Go

RSA Support – Frequently Asked Class 4 Questions

 

How do I treat GST in the gaming licence renewal form?

 

The gaming licence renewal (GC7 Gaming Machine Account Summary form) is completed on a GST exclusive basis.  The amount recorded for gaming proceeds should be the amount of gaming machine bankings less GST.  All costs should also be recorded on a GST exclusive basis.

 

It is best practice for all authorised purpose payments to be made on a GST exclusive basis.

 

What are the different types of payments?

 

The club has three types of payments, non-gaming payments, authorised gaming expense payments and authorised purpose payments.

 

Non-gaming payments include costs associated with the bar, courtesy coach and commercial investments.

 

Authorised gaming expense payments include items such as gaming duty, gambling equipment depreciation and licensing fees.

 

Authorised purpose payments include items such as the general maintenance and development of the clubrooms (excluding the costs associated with the bar).

 

Some costs fall within all three categories.  For example, some of the club’s electricity costs will relate to the bar and be a non-gaming cost, some will relate to the running of the gaming machines and be an authorised gaming expense, and some will relate to the lighting and heating of the clubrooms and be an authorised purpose.  In such cases, the cost needs to be apportioned between the various categories.

 

What cost apportionments should I make in the gaming licence renewal?

 

The gaming accounts need to include a modest apportionment for costs such as electricity, insurance, wages, repairs and maintenance, accountancy and audit. 

 

As a general guide, the apportionments should be approximately:

 

Item

Apportionment when annual gaming revenue is between $0 and $250,000.00

Apportionment when annual gaming revenue is between $250,000.00 and $750,000.00

Apportionment when annual gaming revenue is over $750,000.00

Electricity

$1,000.00

$3,000.00

$5,000.00

Insurance

$500.00

$3,000.00

$5,000.00

Wage and salary

$2,000.00

$15,000.00

$20,000.00

Repairs and maintenance

$250.00

$2,000.00

$5,000.00

Accountancy

$250.00

$500.00

$2,500.00

Audit

$250.00

$500.00

$2,500.00

 

 

What amount should the gaming duty be in the gaming licence renewal?

 

The gaming duty should be 20% of the GST inclusive gross gaming revenue (GST is not payable on gaming duty, so the actual amount paid should match the sum recorded in the GC7).

 

What amount should the problem gambling levy be in the gaming licence renewal?

 

The problem gambling levy should be 1.30% of the GST inclusive gross gaming revenue (GST is payable on the problem gambling levy, so the actual amount paid should be 15% higher than the sum recorded in the GC7).

 

What should the electronic monitoring costs amount be in the gaming licence renewal?

 

The electronic monitoring costs are based on the number of machines operated and the number of days in which the machines are turned on.  The fees should equate to $1.90 per machine, per day of operation.

 

What is the minimum authorised purpose return the Department will accept?

 

Most clubs have a licence condition requiring a minimum of between 25% and 37.12% to be applied or distributed to authorised purposes.

 

The Department is being more lenient regarding the minimum authorised purpose requirement for clubs.  The Department is now relicensing clubs that have an authorised purpose return of 25% or more.

 

What should I do if I am not going to be able to adhere to the licence condition requiring 37.12% to be applied to authorised purposes?

 

The club should apply to the Department to have the minimum authorised purpose percentage reduced.  The club should not simply breach the licence condition and hope that no sanction action will be taken.

 

How do I increase the club’s authorised purpose return?

**Requirement**:
Quote the Class 4 FAQ word for word, starting at "The Department is being" and ending at "authorised purpose return?".

Data items:
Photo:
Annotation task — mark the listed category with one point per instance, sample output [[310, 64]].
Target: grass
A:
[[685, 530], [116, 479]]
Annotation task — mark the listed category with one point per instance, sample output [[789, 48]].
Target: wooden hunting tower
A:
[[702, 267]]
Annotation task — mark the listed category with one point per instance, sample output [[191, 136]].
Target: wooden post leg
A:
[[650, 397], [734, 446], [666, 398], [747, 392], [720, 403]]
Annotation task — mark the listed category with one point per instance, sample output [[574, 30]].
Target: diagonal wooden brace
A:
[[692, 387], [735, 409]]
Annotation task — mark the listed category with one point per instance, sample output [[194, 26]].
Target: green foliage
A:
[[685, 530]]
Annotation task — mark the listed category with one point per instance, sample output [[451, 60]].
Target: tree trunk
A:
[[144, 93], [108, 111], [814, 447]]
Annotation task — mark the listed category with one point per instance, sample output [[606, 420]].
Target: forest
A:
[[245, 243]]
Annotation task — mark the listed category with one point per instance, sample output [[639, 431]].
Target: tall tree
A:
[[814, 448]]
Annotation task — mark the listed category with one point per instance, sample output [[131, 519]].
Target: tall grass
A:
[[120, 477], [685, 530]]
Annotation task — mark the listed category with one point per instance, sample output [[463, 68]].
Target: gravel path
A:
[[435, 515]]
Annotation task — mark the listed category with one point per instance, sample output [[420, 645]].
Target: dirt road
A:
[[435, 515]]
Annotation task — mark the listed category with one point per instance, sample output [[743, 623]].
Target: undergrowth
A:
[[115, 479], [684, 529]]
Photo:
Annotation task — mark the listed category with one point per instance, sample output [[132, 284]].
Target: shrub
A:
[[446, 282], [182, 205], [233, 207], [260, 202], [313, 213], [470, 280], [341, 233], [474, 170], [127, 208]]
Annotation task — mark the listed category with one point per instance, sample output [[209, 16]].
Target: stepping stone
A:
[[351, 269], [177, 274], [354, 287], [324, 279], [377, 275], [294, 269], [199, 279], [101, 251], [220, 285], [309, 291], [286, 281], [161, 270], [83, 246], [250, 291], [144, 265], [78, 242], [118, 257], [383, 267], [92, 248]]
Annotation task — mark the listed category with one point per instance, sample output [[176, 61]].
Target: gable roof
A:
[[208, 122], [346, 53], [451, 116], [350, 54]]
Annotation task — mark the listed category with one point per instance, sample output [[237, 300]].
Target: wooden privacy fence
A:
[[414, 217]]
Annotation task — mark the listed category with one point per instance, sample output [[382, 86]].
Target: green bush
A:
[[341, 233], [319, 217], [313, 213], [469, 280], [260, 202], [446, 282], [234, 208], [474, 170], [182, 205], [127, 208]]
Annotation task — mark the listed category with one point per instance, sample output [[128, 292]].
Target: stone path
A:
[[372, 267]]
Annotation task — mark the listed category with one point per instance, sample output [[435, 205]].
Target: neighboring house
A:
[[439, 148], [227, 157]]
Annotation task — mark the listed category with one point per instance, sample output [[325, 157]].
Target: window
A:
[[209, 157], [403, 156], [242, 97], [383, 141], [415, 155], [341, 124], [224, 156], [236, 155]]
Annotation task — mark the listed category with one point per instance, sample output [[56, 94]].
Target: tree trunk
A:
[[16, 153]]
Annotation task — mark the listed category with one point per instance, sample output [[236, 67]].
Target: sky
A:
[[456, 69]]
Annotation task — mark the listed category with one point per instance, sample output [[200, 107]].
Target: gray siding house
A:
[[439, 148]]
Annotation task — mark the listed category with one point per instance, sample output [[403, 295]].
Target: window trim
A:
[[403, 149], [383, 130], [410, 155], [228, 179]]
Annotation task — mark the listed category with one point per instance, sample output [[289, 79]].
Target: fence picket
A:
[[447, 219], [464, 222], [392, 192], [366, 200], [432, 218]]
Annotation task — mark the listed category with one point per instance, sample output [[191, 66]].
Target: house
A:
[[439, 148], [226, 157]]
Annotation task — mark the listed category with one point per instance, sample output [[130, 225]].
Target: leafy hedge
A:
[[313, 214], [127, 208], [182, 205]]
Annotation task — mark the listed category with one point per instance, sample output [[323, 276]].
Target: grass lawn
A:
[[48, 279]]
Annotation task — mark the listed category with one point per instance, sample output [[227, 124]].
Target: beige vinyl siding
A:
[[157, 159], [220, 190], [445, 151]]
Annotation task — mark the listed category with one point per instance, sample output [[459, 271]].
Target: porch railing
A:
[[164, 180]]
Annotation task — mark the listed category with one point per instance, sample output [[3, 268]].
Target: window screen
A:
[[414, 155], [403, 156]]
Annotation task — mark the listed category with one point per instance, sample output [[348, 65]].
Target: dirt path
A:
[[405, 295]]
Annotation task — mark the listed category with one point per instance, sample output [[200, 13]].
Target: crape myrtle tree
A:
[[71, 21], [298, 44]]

**Result below**:
The Department is being more lenient regarding the minimum authorised purpose requirement for clubs.  The Department is now relicensing clubs that have an authorised purpose return of 25% or more.

 

What should I do if I am not going to be able to adhere to the licence condition requiring 37.12% to be applied to authorised purposes?

 

The club should apply to the Department to have the minimum authorised purpose percentage reduced.  The club should not simply breach the licence condition and hope that no sanction action will be taken.

 

How do I increase the club’s authorised purpose return?